_SOURCE EXTRACT:_
--- START ---

10. Give an induction proof to prove that, for every integer n > 10, 2^n > n^3.

Sol:
Let P(n) be the predicate 2^n > n^3.

Base Case: n=10: 
P(10) <=> (2^10 > 10^3) <=> (1024 > 1000) <=> T

Induction Step:
for every n >= 10, P(n) => P(n+1) 

  P(n)
=> 2^n > n^3
=> {multiply both sidex by 2}
  2^(n+1) > n^3*2
=> {arithmetics and n^3 >= 10*n^2 since n >= 10}
  2^(n+1) > (n^3 + 10*n^2)
=> {arithmetics and 7*n^2 >= 70*n since n >= 10}
  2^(n+1) > (n^3 + 3*n^2 + 70*n)
=> {arithmetics}
  2^(n+1) > (n^3 + 3*n^2 + 3*n + 67*n)
=> {arithmetics and 67*n >= 1 since n >= 10}
  2^(n+1) > (n^3 + 3*n^2 + 3*n + 1)
=> {arithmetics}
  2^(n+1) > (n+1)^3
=> {definition of P(n+1)}
  P(n+1)

--- END ---

_REQUEST A:_
Return every line of the listing below that contains the word "door", treating uppercase and lowercase as different.
The induction proof and the listing come from separate, unrelated sources.

_EXCERPTED RECORDS:_
--- START ---

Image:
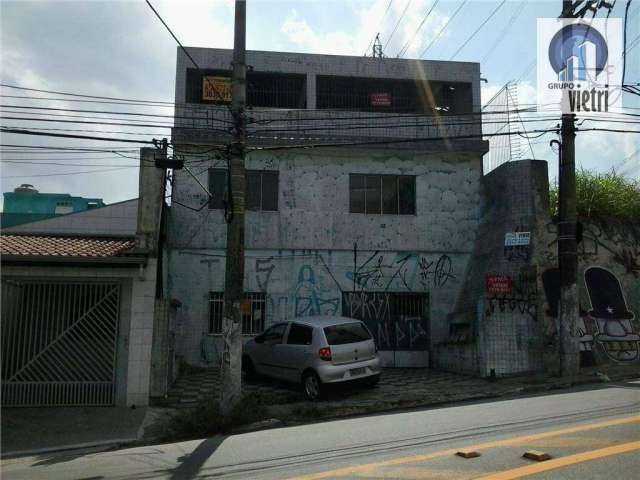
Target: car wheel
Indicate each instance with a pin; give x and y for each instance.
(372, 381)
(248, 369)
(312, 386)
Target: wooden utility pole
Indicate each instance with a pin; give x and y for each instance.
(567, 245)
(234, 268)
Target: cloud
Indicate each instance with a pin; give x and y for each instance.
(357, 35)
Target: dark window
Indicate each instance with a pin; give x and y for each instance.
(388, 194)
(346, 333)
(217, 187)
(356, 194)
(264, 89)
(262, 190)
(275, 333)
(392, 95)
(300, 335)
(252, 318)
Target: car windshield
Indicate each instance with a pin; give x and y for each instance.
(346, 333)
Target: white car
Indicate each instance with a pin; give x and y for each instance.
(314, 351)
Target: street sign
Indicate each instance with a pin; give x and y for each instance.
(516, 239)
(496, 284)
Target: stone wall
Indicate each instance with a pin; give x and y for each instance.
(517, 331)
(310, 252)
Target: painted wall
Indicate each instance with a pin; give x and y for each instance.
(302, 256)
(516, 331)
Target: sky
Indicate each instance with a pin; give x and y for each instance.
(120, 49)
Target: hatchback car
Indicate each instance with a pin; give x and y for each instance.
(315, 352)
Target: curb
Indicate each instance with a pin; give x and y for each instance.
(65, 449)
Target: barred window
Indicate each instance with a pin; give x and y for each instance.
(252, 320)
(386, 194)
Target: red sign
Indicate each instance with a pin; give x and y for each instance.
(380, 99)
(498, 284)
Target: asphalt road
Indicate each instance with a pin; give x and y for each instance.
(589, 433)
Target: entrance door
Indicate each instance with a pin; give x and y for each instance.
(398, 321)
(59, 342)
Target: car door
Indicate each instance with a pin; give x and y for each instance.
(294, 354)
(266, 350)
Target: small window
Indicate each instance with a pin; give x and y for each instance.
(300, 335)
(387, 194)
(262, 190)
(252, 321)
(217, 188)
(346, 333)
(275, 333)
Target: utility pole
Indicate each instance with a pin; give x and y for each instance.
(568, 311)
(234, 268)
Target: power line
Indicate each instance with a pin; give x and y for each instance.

--- END ---

_REQUEST B:_
From the induction proof above, list every inequality that has 2^(n+1) on its left side.

_TASK OUTPUT A:_
Target: entrance door
Target: car door

_TASK OUTPUT B:_
2^(n+1) > n^3*2
2^(n+1) > (n^3 + 10*n^2)
2^(n+1) > (n^3 + 3*n^2 + 70*n)
2^(n+1) > (n^3 + 3*n^2 + 3*n + 67*n)
2^(n+1) > (n^3 + 3*n^2 + 3*n + 1)
2^(n+1) > (n+1)^3